#### What to do
Copy out the material below in full, but not its images.

#### Material to process
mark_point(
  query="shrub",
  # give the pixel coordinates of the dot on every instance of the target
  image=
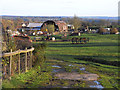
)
(39, 54)
(113, 31)
(102, 30)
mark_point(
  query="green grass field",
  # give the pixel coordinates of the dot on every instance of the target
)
(100, 55)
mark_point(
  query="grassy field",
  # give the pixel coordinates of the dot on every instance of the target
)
(100, 55)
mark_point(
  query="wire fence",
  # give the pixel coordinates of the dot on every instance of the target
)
(16, 62)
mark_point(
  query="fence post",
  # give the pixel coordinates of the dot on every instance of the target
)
(31, 59)
(19, 62)
(10, 64)
(26, 61)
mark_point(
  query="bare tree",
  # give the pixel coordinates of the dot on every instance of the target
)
(76, 22)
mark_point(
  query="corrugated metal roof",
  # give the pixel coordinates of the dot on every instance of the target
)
(34, 24)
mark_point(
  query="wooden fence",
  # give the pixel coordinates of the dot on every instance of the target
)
(11, 54)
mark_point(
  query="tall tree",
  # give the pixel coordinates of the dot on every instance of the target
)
(76, 22)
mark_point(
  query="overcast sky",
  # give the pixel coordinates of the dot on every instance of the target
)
(59, 7)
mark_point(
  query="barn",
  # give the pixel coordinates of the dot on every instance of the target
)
(60, 26)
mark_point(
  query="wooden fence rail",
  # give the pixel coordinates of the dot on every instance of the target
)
(18, 52)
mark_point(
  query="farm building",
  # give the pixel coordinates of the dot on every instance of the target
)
(60, 26)
(57, 26)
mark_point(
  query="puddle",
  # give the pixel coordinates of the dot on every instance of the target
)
(97, 86)
(56, 66)
(55, 70)
(82, 69)
(97, 82)
(71, 65)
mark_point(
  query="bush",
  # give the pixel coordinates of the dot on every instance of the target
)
(102, 30)
(39, 54)
(113, 31)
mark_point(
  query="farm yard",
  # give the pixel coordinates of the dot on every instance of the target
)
(94, 64)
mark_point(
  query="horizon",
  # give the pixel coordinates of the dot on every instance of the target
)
(56, 16)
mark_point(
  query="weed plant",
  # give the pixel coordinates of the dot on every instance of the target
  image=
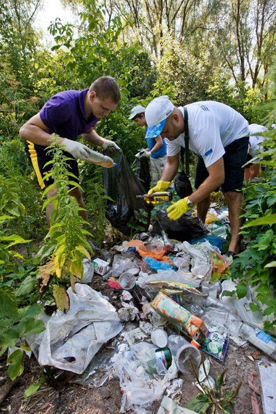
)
(256, 265)
(65, 244)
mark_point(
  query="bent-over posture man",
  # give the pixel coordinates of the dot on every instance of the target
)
(70, 114)
(219, 136)
(157, 147)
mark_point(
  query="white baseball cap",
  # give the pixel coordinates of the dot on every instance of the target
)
(137, 110)
(156, 115)
(256, 128)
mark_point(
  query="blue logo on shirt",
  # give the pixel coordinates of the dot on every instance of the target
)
(208, 152)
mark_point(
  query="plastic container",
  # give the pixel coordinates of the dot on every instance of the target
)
(88, 271)
(127, 281)
(156, 245)
(159, 338)
(260, 339)
(182, 351)
(211, 289)
(219, 229)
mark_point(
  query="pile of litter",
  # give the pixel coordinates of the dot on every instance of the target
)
(171, 316)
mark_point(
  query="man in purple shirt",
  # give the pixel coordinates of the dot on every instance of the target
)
(70, 114)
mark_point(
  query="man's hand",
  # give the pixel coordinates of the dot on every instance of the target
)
(176, 210)
(78, 150)
(110, 145)
(145, 153)
(160, 186)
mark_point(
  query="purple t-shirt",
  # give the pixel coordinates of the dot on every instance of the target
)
(64, 115)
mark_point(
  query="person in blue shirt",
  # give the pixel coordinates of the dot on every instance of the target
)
(157, 147)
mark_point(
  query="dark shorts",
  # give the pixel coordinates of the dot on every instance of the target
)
(249, 157)
(38, 157)
(234, 158)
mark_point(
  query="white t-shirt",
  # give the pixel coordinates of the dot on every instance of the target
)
(255, 140)
(212, 126)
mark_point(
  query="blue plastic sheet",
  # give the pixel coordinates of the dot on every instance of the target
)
(156, 265)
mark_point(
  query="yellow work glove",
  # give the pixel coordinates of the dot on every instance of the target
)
(176, 210)
(160, 186)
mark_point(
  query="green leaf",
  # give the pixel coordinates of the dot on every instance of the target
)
(271, 264)
(26, 286)
(269, 219)
(32, 389)
(61, 298)
(9, 337)
(228, 293)
(8, 305)
(30, 326)
(241, 290)
(269, 310)
(199, 404)
(254, 307)
(15, 361)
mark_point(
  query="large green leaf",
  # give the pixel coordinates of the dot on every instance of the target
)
(26, 286)
(262, 221)
(30, 326)
(8, 305)
(271, 264)
(199, 404)
(15, 362)
(9, 337)
(241, 290)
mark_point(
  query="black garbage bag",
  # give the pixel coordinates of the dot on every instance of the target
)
(184, 229)
(142, 171)
(183, 185)
(122, 186)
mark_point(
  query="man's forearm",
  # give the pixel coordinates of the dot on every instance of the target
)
(36, 135)
(94, 138)
(169, 171)
(205, 189)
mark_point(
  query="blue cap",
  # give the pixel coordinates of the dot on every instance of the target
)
(155, 130)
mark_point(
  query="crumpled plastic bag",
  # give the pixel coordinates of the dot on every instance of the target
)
(71, 340)
(139, 387)
(200, 258)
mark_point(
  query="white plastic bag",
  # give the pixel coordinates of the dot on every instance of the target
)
(71, 340)
(139, 387)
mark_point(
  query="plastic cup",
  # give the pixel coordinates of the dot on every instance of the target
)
(182, 351)
(127, 281)
(159, 338)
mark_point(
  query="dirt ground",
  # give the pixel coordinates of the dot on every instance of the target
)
(61, 398)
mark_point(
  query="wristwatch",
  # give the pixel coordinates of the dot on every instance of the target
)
(190, 203)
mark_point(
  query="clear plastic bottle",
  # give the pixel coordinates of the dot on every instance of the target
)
(182, 351)
(259, 339)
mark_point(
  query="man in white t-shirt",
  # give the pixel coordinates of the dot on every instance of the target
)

#### Problem solution
mark_point(
  query="shrub",
  # give the pixel coordinates of the dot on every instance of the target
  image=
)
(39, 54)
(113, 31)
(102, 30)
mark_point(
  query="green grass field",
  # give the pixel coordinates of the dot on every instance of the target
)
(100, 55)
mark_point(
  query="grassy field",
  # give the pixel coordinates of the dot on every instance of the target
)
(100, 55)
mark_point(
  query="wire fence",
  # give the pixel coordinates of the dot on every instance of the target
)
(16, 62)
mark_point(
  query="fence post",
  # give the pixel coordinates of the dot on every instance of the target
)
(31, 59)
(19, 62)
(10, 64)
(26, 61)
mark_point(
  query="bare tree",
  # give the pixel coordinates of the dot on every instance of the target
)
(76, 22)
mark_point(
  query="corrugated metal roof",
  # give the pixel coordinates of the dot on every instance of the target
)
(34, 24)
mark_point(
  query="wooden fence",
  # give the pixel coordinates of the dot on every instance of the target
)
(11, 54)
mark_point(
  query="tall tree",
  # give the pixel coordinates of the dot on every instance of the target
)
(76, 22)
mark_point(
  query="overcast sky",
  # give the pixel coordinates of the dot on every instance of the target
)
(59, 7)
mark_point(
  query="barn",
  # give the pixel coordinates of the dot on every instance of the target
)
(60, 26)
mark_point(
  query="wooden fence rail",
  # give the pixel coordinates of the dot on every instance of the target
)
(18, 52)
mark_point(
  query="farm building",
  # give the pixel coordinates of the dot on every instance of the target
)
(60, 26)
(57, 26)
mark_point(
  query="puddle",
  # give the pixel coordinates of the dot on every instance of the target
)
(97, 86)
(56, 66)
(55, 70)
(82, 69)
(97, 82)
(71, 65)
mark_point(
  query="bush",
  # give the pixel coordinates of the dot on every instance of the target
)
(102, 30)
(39, 54)
(113, 31)
mark_point(
  query="farm yard",
  # give the pixel coordinates of the dot on every instance of the target
)
(94, 64)
mark_point(
  query="horizon",
  # give the pixel coordinates of the dot on every instance of the target
)
(56, 16)
mark_point(
  query="weed plant",
  # give the pixel coordinates of the dot on every instance of the target
  image=
)
(256, 265)
(65, 244)
mark_point(
  query="bent-over posture man",
  # give the pixel coordinates of the dot on every instance of the target
)
(70, 114)
(219, 136)
(157, 147)
mark_point(
  query="white baseball cap",
  # give the pixel coordinates of the dot on every instance of the target
)
(137, 110)
(156, 115)
(256, 128)
mark_point(
  query="blue logo on shirt",
  # give the pixel coordinates of the dot on every instance of the target
)
(208, 152)
mark_point(
  query="plastic container",
  # give the pixel coordinates of the dot on every instance of the target
)
(88, 271)
(127, 281)
(156, 245)
(159, 338)
(260, 339)
(182, 351)
(211, 289)
(219, 229)
mark_point(
  query="pile of litter",
  # give the pixel coordinates of the dot on every instance of the target
)
(171, 316)
mark_point(
  query="man in purple shirt",
  # give the pixel coordinates of the dot on every instance of the target
)
(70, 114)
mark_point(
  query="man's hand",
  # give the pixel coordinates of the dot on every instance of the target
)
(176, 210)
(78, 150)
(110, 145)
(145, 153)
(160, 186)
mark_point(
  query="purple t-shirt",
  # give the pixel coordinates of the dot on every instance of the target
)
(64, 115)
mark_point(
  query="person in blue shirt",
  # give the pixel coordinates of the dot on every instance of the target
)
(157, 147)
mark_point(
  query="dark shorts",
  # give the pixel coordinates of the dot on every instance of the target
)
(249, 157)
(38, 157)
(234, 158)
mark_point(
  query="white t-shirt",
  # give the pixel coordinates of the dot on every instance of the target
)
(255, 140)
(212, 126)
mark_point(
  query="blue plastic sheet",
  # give the pixel coordinates of the dot on every instance of the target
)
(156, 265)
mark_point(
  query="yellow work glove",
  # give the pixel coordinates of the dot on every instance of the target
)
(176, 210)
(160, 186)
mark_point(
  query="green leaf",
  # give the pixel coordinates of the dot on every instance of the target
)
(271, 264)
(26, 286)
(269, 219)
(32, 389)
(61, 298)
(9, 337)
(228, 293)
(8, 305)
(30, 326)
(241, 290)
(269, 310)
(199, 404)
(254, 307)
(15, 361)
mark_point(
  query="large green leaf",
  # give the pixel coordinates of the dot on every instance of the target
)
(26, 286)
(262, 221)
(30, 326)
(8, 305)
(271, 264)
(199, 404)
(15, 362)
(9, 337)
(241, 290)
mark_point(
  query="black garbage bag",
  # give the pixel coordinates of the dot on every instance of the target
)
(184, 229)
(142, 171)
(183, 185)
(122, 186)
mark_point(
  query="man's forearm",
  # give the pixel coordinates of the dot on every instance of the target
)
(36, 135)
(94, 138)
(169, 171)
(205, 189)
mark_point(
  query="blue cap",
  # give the pixel coordinates of the dot on every instance of the target
)
(155, 130)
mark_point(
  query="crumpled plastic bag",
  # give the pixel coordinates of the dot on every instance of the target
)
(71, 340)
(139, 387)
(200, 258)
mark_point(
  query="white plastic bag",
  # give the pixel coordinates of the dot on every instance of the target
)
(71, 340)
(139, 387)
mark_point(
  query="plastic cup",
  # give the pixel coordinates of the dot on every instance of the target
)
(182, 351)
(127, 281)
(159, 338)
mark_point(
  query="dirt ground",
  # give the pixel coordinates of the dot on every instance of the target
)
(61, 398)
mark_point(
  query="wristwatch",
  # give the pixel coordinates of the dot on every instance of the target
)
(190, 203)
mark_point(
  query="clear plastic bottle",
  # give the pixel coordinates of the dot on every instance of the target
)
(182, 351)
(259, 339)
mark_point(
  query="man in white t-shirt",
  # give the pixel coordinates of the dot on every instance of the target
)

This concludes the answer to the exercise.